Task objective:
The listing below holds a line with "Query: roof vent" and a line with "Query: blue pool water". Reproduce those two lines exactly, plus everything between them.

Data to process:
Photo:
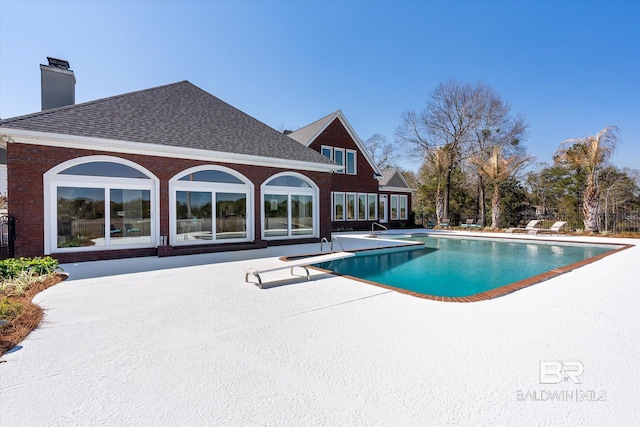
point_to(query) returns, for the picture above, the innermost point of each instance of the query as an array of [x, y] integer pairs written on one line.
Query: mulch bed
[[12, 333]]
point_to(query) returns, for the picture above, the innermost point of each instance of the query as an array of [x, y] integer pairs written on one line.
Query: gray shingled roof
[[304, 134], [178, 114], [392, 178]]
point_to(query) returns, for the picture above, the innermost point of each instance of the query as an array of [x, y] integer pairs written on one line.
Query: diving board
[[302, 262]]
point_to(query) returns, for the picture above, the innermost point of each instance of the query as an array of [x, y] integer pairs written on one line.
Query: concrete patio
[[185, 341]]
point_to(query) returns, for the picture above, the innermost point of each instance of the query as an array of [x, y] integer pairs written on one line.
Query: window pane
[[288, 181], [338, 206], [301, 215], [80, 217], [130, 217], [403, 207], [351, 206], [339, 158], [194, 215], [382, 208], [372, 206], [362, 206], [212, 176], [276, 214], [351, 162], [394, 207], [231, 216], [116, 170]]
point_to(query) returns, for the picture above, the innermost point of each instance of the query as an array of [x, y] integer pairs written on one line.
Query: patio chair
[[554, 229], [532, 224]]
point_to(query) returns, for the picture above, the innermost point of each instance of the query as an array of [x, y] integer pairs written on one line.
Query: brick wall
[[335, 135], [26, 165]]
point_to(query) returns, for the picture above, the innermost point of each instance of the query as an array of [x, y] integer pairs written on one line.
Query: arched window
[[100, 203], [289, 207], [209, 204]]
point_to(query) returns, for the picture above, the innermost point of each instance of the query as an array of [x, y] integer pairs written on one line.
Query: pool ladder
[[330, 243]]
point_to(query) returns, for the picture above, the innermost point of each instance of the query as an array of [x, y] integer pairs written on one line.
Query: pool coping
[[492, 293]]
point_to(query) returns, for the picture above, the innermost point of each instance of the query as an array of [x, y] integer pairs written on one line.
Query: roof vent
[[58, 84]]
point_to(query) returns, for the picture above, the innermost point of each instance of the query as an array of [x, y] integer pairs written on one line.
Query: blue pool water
* * *
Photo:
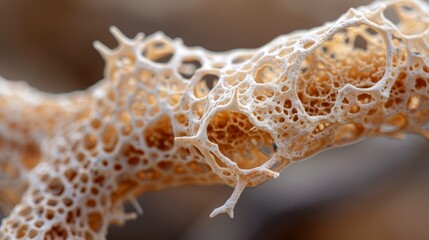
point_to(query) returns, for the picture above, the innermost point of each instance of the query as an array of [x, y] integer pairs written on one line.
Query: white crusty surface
...
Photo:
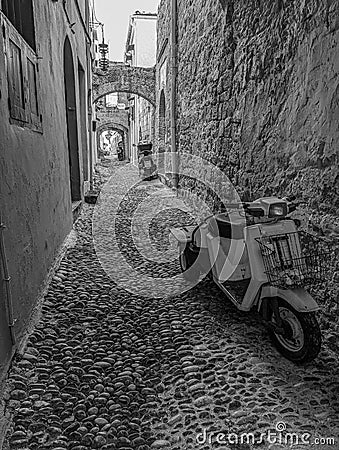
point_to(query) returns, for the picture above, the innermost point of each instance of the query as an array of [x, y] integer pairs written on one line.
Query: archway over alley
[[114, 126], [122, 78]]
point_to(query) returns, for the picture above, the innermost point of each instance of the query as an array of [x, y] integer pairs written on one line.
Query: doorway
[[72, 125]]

Solution below:
Query: roof vent
[[58, 84]]
point_to(query) returns, for the picture above, the innermost point of each instance of the query as an array of [x, y] integer pairs written on one line.
Query: blue pool water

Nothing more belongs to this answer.